Quote the lines below exactly, from the one that holds "the overcast sky" through the final line of the records, and only those.
+++++
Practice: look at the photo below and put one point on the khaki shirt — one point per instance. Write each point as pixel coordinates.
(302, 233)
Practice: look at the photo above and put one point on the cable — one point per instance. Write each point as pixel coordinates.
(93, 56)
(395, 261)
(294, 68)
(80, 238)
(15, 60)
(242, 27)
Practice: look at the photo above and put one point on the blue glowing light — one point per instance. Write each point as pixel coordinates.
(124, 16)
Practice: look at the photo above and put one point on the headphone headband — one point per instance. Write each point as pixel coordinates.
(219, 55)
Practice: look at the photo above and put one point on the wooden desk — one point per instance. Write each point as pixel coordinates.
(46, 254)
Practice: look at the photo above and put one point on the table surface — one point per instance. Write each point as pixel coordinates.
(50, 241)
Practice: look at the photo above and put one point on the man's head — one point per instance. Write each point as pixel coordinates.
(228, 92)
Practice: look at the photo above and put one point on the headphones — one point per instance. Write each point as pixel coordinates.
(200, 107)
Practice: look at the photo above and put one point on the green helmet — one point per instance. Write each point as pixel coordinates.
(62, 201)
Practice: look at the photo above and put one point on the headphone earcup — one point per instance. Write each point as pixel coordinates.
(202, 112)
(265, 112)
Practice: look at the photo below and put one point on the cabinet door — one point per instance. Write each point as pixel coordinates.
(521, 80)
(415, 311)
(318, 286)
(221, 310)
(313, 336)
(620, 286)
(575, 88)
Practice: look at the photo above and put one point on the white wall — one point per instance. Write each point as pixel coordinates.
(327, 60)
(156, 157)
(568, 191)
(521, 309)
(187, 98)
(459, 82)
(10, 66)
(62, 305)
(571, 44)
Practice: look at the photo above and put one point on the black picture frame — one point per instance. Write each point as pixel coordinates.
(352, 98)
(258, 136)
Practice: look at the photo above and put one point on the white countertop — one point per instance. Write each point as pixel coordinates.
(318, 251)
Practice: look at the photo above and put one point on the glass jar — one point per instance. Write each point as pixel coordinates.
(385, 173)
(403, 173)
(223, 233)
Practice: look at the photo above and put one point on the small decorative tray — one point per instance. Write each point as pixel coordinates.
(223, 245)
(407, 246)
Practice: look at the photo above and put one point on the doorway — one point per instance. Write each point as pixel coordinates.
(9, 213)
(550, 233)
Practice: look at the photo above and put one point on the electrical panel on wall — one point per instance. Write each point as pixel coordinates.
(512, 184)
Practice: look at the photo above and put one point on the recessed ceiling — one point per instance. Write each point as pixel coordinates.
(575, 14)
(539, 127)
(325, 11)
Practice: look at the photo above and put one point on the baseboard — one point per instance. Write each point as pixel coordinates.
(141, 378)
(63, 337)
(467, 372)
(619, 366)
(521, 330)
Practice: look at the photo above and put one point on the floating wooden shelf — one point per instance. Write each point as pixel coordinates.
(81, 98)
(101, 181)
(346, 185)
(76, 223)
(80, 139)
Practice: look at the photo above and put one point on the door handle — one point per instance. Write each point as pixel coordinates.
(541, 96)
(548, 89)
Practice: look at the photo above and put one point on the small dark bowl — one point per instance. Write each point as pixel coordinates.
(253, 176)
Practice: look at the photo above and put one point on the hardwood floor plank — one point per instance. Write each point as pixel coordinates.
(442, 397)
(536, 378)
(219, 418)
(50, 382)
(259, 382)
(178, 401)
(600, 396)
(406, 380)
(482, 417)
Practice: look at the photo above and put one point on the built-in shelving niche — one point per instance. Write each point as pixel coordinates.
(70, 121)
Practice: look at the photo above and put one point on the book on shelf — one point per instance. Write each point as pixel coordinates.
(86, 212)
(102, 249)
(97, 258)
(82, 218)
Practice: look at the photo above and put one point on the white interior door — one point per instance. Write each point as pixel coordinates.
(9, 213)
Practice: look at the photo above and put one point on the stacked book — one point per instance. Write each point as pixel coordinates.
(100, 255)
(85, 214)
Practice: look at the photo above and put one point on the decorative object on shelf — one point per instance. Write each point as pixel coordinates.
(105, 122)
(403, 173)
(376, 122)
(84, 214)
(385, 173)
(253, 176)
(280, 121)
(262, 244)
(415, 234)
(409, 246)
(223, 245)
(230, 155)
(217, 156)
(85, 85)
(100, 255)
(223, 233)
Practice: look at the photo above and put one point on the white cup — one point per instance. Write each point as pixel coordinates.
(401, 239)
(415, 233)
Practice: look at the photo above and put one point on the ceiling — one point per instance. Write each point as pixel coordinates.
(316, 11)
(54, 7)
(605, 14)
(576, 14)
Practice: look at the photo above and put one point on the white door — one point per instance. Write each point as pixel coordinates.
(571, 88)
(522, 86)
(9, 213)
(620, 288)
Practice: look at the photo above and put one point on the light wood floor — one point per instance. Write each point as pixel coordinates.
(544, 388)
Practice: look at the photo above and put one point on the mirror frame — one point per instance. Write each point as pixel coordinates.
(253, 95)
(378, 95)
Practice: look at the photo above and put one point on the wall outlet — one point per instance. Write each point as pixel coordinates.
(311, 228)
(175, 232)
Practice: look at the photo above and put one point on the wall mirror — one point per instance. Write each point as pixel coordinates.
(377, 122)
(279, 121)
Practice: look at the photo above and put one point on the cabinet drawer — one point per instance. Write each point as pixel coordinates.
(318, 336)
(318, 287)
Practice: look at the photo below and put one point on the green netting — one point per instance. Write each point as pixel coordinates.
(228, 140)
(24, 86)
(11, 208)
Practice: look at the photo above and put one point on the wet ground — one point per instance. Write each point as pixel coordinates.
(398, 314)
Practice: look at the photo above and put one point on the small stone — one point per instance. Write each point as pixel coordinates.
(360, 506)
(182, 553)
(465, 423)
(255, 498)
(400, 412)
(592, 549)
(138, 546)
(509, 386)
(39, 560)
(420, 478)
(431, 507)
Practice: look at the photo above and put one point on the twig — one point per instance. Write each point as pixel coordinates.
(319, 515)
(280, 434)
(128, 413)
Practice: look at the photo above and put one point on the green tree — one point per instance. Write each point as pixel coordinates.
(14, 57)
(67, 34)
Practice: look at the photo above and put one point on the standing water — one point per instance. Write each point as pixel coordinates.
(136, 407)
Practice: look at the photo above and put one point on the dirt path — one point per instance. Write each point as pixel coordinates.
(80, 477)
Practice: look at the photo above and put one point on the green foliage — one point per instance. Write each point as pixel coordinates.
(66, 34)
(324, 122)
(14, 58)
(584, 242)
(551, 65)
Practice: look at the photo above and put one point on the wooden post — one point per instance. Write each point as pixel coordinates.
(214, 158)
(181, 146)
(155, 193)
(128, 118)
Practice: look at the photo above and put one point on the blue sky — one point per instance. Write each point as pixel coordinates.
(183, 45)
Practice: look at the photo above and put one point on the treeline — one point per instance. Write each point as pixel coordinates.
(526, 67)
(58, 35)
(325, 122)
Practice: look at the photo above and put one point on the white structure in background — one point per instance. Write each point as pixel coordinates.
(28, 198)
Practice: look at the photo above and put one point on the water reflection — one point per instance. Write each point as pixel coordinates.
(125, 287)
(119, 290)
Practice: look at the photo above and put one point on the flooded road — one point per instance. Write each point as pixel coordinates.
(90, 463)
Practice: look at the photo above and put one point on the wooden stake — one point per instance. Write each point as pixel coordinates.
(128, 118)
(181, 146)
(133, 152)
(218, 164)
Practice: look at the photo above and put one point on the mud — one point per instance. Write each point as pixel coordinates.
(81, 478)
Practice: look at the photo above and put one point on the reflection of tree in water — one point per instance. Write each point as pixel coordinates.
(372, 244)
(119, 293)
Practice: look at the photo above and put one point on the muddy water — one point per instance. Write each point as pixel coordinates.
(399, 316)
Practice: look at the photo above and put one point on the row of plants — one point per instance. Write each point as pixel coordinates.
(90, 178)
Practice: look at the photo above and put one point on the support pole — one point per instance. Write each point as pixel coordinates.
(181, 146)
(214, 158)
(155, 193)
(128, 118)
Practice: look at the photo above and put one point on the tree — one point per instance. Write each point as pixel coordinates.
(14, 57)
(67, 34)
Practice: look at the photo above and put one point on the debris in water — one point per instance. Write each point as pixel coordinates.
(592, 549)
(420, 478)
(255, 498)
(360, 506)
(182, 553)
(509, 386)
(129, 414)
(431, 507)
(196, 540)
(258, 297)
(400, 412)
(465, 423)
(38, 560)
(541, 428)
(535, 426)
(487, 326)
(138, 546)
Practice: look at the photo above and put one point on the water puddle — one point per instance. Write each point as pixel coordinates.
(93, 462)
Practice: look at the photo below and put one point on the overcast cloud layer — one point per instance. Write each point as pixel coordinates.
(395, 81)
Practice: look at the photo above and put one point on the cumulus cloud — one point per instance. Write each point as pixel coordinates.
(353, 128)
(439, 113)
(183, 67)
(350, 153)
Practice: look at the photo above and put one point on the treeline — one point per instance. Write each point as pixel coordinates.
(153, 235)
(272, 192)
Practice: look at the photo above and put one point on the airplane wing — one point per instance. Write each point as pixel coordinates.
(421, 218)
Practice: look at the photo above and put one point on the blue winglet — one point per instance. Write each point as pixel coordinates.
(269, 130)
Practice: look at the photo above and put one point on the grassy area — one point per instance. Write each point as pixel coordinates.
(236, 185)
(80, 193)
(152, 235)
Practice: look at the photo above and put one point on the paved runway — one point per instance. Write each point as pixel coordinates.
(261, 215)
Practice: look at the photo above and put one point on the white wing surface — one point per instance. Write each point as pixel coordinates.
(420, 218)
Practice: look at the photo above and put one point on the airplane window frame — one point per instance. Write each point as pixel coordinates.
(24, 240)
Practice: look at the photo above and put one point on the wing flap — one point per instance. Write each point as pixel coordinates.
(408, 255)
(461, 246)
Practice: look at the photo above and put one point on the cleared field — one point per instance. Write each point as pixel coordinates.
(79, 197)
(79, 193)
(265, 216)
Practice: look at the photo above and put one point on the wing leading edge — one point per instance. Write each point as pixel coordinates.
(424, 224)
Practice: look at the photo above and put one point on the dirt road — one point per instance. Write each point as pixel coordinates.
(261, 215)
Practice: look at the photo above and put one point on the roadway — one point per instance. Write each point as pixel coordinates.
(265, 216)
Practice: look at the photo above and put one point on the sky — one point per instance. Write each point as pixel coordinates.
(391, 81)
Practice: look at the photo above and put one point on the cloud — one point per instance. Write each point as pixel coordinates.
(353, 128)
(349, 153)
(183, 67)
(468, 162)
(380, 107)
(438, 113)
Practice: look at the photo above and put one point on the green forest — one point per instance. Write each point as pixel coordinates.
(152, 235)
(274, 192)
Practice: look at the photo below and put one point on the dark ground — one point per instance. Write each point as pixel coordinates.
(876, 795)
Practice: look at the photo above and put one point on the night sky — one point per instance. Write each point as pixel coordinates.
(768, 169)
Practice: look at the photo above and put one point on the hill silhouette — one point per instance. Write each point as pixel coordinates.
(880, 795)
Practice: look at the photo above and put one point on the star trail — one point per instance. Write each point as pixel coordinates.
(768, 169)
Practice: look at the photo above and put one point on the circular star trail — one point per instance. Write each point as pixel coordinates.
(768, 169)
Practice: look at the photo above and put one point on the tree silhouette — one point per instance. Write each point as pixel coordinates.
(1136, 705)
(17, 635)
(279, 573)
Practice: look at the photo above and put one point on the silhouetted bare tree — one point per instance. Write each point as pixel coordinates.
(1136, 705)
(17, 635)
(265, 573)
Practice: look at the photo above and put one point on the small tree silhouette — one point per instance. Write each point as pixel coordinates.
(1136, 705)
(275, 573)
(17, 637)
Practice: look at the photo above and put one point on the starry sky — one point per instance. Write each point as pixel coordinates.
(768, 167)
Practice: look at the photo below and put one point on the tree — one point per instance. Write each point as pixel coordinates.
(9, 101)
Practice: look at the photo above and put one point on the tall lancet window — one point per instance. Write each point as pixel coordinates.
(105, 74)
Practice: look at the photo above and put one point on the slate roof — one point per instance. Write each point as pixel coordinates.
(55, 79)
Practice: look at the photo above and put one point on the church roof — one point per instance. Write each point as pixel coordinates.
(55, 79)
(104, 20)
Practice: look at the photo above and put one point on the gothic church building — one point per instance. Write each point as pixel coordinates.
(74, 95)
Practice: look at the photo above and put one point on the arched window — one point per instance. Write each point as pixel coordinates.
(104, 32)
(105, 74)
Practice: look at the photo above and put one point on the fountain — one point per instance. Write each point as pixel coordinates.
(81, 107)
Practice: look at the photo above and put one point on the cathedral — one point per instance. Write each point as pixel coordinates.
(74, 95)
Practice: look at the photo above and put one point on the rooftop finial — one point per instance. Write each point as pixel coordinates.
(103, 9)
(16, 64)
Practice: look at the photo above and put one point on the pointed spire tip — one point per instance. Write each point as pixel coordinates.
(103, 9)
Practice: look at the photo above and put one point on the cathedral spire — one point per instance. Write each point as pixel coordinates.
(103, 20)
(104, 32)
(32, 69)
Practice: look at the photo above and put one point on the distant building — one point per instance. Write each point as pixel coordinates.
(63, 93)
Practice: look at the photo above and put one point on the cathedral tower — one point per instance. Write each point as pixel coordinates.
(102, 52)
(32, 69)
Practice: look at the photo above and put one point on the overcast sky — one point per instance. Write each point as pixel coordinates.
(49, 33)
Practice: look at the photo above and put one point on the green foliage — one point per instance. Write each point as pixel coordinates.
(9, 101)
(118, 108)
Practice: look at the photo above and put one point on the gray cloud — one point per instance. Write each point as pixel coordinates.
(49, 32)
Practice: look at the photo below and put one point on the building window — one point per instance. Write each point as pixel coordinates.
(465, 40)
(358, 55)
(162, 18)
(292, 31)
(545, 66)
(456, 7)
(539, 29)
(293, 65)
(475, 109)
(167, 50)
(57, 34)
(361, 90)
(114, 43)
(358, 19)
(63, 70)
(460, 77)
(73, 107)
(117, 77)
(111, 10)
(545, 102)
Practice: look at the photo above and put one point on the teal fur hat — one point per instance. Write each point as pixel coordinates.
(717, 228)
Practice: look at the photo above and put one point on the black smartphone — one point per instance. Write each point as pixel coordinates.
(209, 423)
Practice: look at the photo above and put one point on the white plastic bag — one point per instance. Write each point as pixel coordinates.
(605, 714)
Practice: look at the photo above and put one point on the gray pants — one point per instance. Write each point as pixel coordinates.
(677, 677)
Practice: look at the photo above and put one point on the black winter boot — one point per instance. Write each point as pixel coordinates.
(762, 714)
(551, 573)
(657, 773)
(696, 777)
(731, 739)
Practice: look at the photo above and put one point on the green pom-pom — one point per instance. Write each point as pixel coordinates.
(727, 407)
+++++
**Exercise response**
Practice: look at the photo above and put one point on the overcast sky — one point per instance. Write each point as pixel coordinates.
(49, 33)
Practice: look at the photo above and put one point on the green foliage — one point per instance. Write each point as pixel coordinates.
(9, 101)
(118, 108)
Practice: look at the photo above and put one point on the gray cloud — one point per instance. Write each point as pixel coordinates.
(49, 32)
Practice: look at the photo below and put one point on the building window — one point per instance. Write each point as pixel coordinates.
(465, 40)
(358, 55)
(162, 18)
(292, 31)
(545, 66)
(456, 7)
(539, 29)
(293, 65)
(475, 109)
(167, 50)
(57, 34)
(361, 90)
(114, 43)
(358, 19)
(63, 70)
(460, 77)
(73, 107)
(117, 77)
(111, 10)
(545, 102)
Practice: look at the photo above and put one point on the teal fur hat — one point per instance. Write each point as pixel coordinates.
(717, 228)
Practice: look at the photo above and put one point on the black smartphone — one point per instance. Write each point as pixel coordinates.
(209, 423)
Practice: look at the photo above and put one point on the white plastic bag — one point per instance. Write each point as pixel coordinates.
(605, 714)
Practice: look at the photo above and put one point on the gray pants — one point per instance. Write each point as pixel coordinates.
(677, 677)
Practice: look at the photo above and put one point on the black winter boot — one point per instance. Write each point as pixel coordinates.
(762, 714)
(551, 573)
(657, 773)
(696, 777)
(731, 739)
Practice: look at the photo above and put one point on the green pom-pom — one point per instance. Write each point as pixel coordinates.
(727, 407)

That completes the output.